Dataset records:
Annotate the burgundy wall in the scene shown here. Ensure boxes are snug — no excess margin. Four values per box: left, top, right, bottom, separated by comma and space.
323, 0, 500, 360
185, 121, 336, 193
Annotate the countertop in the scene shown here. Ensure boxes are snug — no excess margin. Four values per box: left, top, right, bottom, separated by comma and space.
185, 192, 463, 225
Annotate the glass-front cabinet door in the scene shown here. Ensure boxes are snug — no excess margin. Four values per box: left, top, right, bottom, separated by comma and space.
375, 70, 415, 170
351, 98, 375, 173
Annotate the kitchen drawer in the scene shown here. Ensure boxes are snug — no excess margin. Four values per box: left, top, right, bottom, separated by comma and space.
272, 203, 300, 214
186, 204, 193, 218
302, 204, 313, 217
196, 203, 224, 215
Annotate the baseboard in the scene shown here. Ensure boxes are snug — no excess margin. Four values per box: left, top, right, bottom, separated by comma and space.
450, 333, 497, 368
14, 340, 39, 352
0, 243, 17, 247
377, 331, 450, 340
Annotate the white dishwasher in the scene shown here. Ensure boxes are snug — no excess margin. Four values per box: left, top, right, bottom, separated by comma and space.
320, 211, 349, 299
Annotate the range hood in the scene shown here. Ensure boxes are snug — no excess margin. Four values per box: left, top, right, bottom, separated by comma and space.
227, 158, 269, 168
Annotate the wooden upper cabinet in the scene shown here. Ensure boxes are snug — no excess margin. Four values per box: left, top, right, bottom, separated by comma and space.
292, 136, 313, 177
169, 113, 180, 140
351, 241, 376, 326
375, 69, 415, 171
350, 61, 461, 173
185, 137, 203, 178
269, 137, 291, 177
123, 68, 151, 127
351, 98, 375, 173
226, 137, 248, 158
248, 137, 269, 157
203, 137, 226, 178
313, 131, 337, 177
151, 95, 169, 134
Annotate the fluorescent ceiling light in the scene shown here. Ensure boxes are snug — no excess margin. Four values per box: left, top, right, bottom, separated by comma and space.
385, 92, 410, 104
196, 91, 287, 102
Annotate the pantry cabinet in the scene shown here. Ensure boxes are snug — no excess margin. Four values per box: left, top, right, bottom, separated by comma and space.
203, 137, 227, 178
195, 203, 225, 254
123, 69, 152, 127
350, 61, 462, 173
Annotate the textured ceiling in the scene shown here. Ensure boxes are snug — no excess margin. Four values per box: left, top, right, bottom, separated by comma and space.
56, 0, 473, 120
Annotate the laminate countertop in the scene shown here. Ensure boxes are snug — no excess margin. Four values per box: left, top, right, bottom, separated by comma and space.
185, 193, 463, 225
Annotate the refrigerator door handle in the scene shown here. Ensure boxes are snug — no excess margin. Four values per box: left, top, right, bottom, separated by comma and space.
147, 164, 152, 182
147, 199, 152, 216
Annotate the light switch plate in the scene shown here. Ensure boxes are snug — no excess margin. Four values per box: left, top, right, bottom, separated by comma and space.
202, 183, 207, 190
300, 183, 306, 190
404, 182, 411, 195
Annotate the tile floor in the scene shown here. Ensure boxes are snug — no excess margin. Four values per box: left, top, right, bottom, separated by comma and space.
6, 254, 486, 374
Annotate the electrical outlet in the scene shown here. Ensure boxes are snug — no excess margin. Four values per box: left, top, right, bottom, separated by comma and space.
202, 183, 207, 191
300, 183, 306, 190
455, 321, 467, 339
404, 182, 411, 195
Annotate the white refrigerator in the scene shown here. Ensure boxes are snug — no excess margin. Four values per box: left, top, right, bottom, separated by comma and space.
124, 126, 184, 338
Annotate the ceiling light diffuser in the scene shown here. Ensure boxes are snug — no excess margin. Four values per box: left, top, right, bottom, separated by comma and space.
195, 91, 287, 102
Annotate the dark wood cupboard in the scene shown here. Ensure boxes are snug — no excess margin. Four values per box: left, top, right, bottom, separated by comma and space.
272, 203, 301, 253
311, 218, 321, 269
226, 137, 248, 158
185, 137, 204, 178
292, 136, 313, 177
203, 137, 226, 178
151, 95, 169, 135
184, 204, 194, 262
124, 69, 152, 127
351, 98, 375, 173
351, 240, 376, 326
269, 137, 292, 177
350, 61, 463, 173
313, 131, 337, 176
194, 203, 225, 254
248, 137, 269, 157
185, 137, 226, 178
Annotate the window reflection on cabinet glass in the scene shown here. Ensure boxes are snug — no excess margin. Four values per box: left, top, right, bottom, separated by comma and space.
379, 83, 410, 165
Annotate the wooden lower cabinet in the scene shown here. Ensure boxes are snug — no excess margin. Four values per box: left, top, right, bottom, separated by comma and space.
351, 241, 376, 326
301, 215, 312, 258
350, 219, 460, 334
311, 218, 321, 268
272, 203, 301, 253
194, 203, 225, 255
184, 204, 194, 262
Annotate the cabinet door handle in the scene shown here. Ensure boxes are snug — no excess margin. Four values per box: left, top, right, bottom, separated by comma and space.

▶ WORK REQUIRED
Extract all of the data exactly as written.

▶ ANSWER SPACE
Annotate the burgundy wall in the scene shown here. Ensure boxes are snug — no excess margin. Four values per box: left, top, right, bottom, separated by comma and space.
323, 0, 500, 360
185, 121, 336, 193
Annotate the countertop in the scene shown here. Ensure boxes are snug — no excess margin. Four values per box: left, top, right, bottom, separated by comma and space.
185, 192, 463, 225
Annotate the glass-front cabinet door in the scene shown here. Ensure boxes are snug — no excess margin. Four values per box: left, top, right, bottom, separated by comma and space.
375, 70, 415, 170
351, 98, 375, 173
Annotate the kitchen drawer in the scene shown here. Ensure boxes are snug — no excess margin. Four values per box: left, top, right, bottom, separated by comma and space.
272, 203, 300, 214
186, 204, 193, 218
302, 204, 313, 217
196, 203, 224, 215
Annotate the baseboard in the scene shown here. Ensure boxes are snug — no excess margin. Four values per box: left, top, right, bottom, separated by comma and space.
450, 333, 497, 368
14, 340, 39, 352
0, 243, 17, 247
377, 331, 450, 340
Annotate the white dishwasher in the scene shown here. Ensure boxes are snug — no excess margin. Four values per box: left, top, right, bottom, separated by comma and space.
320, 211, 349, 299
Annotate the range hood in the scene shown here. Ensure boxes are snug — no excess margin. Four values per box: left, top, right, bottom, separated by comma and space.
227, 158, 269, 168
Annotate the wooden upper cabinet in the scene shown here. Ensure boxes are snug — no excess margin. Four values per box: left, top, right, bottom, separated by comma and space.
292, 136, 313, 177
169, 113, 180, 140
351, 241, 376, 326
375, 69, 415, 171
350, 61, 461, 173
185, 137, 203, 178
269, 137, 291, 177
123, 68, 151, 127
351, 98, 375, 173
226, 137, 248, 158
248, 137, 269, 157
203, 137, 226, 178
313, 131, 337, 177
151, 95, 169, 134
Annotate the fluorescent ceiling light in the scene shown here. Ensure boxes are snug — no excess margin. Four values per box: left, top, right, bottom, separated by comma and space.
385, 92, 410, 104
196, 91, 287, 102
Annotate the pantry cabinet in the scene shown here. Ensure boxes are snug — no excess margin. Four values per box: left, top, right, bottom, separated by comma and space.
203, 137, 227, 178
195, 203, 225, 254
123, 69, 152, 127
350, 61, 462, 173
Annotate the textured ceiling in the scene shown here. Ensure boxes are snug — no excess margin. Four values per box: left, top, right, bottom, separated by comma and space.
56, 0, 473, 120
Annotate the laminate countertop in the scene shown here. Ensure boxes are snug — no excess margin. Four values per box: left, top, right, bottom, separated by comma and space.
185, 193, 463, 225
Annotate the refrigerator door handle in the scene shown here. Ensure boxes are snug — no excess margin. Four values per box: left, top, right, bottom, separated by comma and space.
147, 164, 152, 182
147, 199, 152, 216
Annotate the light switch plate in the scene shown here. Ensure boxes are snug — no excess margin. Four values per box: left, top, right, bottom, separated by comma and space.
202, 183, 207, 190
300, 183, 306, 190
404, 182, 411, 195
Annotate the tile floor in the scene shown here. Ensure boxes are snug — no excess margin. Four values per box: left, top, right, bottom, separated by comma and space.
6, 254, 486, 374
Annotate the electrical outlet in the scene shown here. Ensure boxes are snug — no excess margin. Four values per box: left, top, right, bottom, separated by comma and space.
202, 183, 207, 191
300, 183, 306, 190
455, 321, 467, 339
404, 182, 411, 195
Annotate the white refrigerator in the scene shown here. Ensure boxes are snug — no excess margin. Four values per box: left, top, right, bottom, separated by comma and space.
124, 126, 184, 338
Annotate the ceiling light diffuser in the scene shown here. Ensure boxes are snug — no excess margin. Four values per box: left, top, right, bottom, separated by comma and space.
195, 91, 287, 102
Annotate the dark wood cupboard in the scene shown here. Ensure boxes are snug — no excess margin. Four values per box: left, top, right, bottom, separated by comma and space.
272, 203, 301, 253
311, 218, 321, 269
226, 137, 248, 158
185, 137, 204, 178
292, 136, 313, 177
203, 137, 226, 178
151, 95, 169, 135
184, 204, 194, 262
124, 69, 152, 127
351, 98, 375, 173
351, 240, 376, 326
269, 137, 292, 177
350, 61, 463, 173
313, 131, 337, 176
194, 203, 225, 254
248, 137, 269, 157
185, 137, 226, 178
Annotate the window reflection on cabinet glass in the scene shown here. Ensure boxes are snug — no excess margin. Four values per box: left, top, right, bottom, separated by comma and space.
379, 83, 410, 165
Annotate the wooden lower cabinet in the scene shown here. Ensure boxes are snug — no excess margin. Four values per box: left, top, right, bottom, separated by comma and space.
351, 241, 376, 326
301, 215, 312, 258
350, 219, 460, 334
311, 218, 321, 268
272, 203, 301, 253
194, 203, 225, 255
184, 204, 194, 262
Annotate the cabinet door handle in the scene shown here. Ensure boxes are snug — no excess margin. Four values per box: left, top, right, bottom, separated by comma and space.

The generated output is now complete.